## TASK PROMPT
Set down every line of the listing below word for word, with nothing changed, added or left out.

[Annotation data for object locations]
*****
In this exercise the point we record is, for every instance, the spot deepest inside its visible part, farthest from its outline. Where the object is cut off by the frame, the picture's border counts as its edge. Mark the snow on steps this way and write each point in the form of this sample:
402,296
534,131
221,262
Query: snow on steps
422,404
*****
## RESULT OF THIS TASK
In this exercise the point we record is, for every instance, the spot deepest inside its visible part, farthest from its outline. Where the object is cut off by the frame, the picture's border counts as its edge. Mark the snow on steps this way and write each point in the form of this sample:
402,296
534,131
221,262
Query: snow on steps
422,404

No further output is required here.